Action item: Every line of the data is to be retyped exactly.

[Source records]

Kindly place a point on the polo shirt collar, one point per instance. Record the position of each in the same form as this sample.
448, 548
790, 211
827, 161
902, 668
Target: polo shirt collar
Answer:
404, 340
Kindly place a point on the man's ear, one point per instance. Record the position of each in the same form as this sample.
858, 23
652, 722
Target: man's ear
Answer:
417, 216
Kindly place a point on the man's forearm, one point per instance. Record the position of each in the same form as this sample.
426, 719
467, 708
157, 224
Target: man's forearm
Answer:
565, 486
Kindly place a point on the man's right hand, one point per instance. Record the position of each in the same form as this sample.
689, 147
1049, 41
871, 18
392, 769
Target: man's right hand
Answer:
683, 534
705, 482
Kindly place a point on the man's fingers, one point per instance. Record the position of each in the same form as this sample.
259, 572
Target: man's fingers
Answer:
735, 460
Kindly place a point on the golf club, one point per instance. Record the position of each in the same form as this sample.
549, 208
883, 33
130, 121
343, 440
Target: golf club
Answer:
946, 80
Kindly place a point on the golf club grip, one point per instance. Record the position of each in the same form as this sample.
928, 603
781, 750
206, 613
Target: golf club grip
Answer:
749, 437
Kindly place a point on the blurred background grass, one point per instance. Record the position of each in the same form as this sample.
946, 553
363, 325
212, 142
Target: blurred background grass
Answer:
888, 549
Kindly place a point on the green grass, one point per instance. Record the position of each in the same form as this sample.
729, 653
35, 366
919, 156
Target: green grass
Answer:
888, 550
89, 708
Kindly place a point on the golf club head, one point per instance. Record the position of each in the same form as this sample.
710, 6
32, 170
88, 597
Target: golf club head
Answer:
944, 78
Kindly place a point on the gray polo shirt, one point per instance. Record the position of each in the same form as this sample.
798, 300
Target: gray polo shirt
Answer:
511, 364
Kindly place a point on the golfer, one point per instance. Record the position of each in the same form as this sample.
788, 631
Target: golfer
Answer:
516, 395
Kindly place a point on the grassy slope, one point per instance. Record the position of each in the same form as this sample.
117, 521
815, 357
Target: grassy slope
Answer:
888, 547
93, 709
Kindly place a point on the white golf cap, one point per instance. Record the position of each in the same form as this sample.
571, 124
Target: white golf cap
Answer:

Task answer:
Kindly place a point on the polo shirt collar, one point per instance. Record the position of each in the same form as this sample.
448, 548
790, 211
827, 161
902, 668
Target: polo shirt collar
Answer:
404, 340
Kindly place a point on the man's ear, one point per instance. Record the position of each in the same form as this sample.
858, 23
652, 722
Target: man's ear
Answer:
417, 216
Kindly place a point on the man's forearm, one point per instance. Record the position of each in the same form as this sample.
426, 719
467, 708
157, 224
Target: man's forearm
Answer:
565, 486
Kindly place a point on the man's right hand, one point per instance. Record the position of each in the same form as this sample.
689, 147
1049, 41
871, 18
392, 769
Target: man's right hand
Answer:
683, 534
705, 482
Kindly place a point on the man's fingers, one point per instance. Record the position of each in the same form as this sample.
259, 572
Target: man's fingers
Answer:
735, 460
Kindly place a point on the golf club, one point per instance. Record the position of each in the same form as this sample.
549, 208
883, 33
130, 121
343, 440
Target: golf club
Answer:
946, 80
Kindly place a point on the golf club grip, one point per instance. Record the position of each in the same form as this sample.
928, 603
781, 750
206, 613
Target: golf club grip
Answer:
749, 437
Kindly place a point on the blurred background grass, one point per instance. Record the position of each in the same form as this sample.
946, 553
363, 325
212, 142
Target: blurred background grass
Answer:
888, 549
Kindly place a point on the green grass, one point per instance. Record the position of each in the same form as this sample.
729, 653
35, 366
919, 156
Target: green grass
Answer:
888, 550
89, 708
Kindly place a point on the golf club head, one point per instance. Record the position of each in the same form as this sample.
710, 6
32, 170
88, 597
Target: golf club head
Answer:
944, 78
Kindly place a point on the gray polo shirt, one point per instance. Record the position of each in the same form as this sample.
798, 300
Target: gray polo shirt
Answer:
511, 364
Kindly place a point on the golfer, one point per instance. Record the position of each in the same form as this sample.
788, 631
Target: golfer
Answer:
516, 395
Kindly place a point on the grassy slope, one point per instance. Record the position of each in the same form as this sample.
117, 521
815, 357
Target: grassy slope
Answer:
888, 547
93, 709
Kindly place a point on the white golf cap, one point per instance. Record the position of each in the same form as this sample.
571, 124
Target: white golf cap
Answer:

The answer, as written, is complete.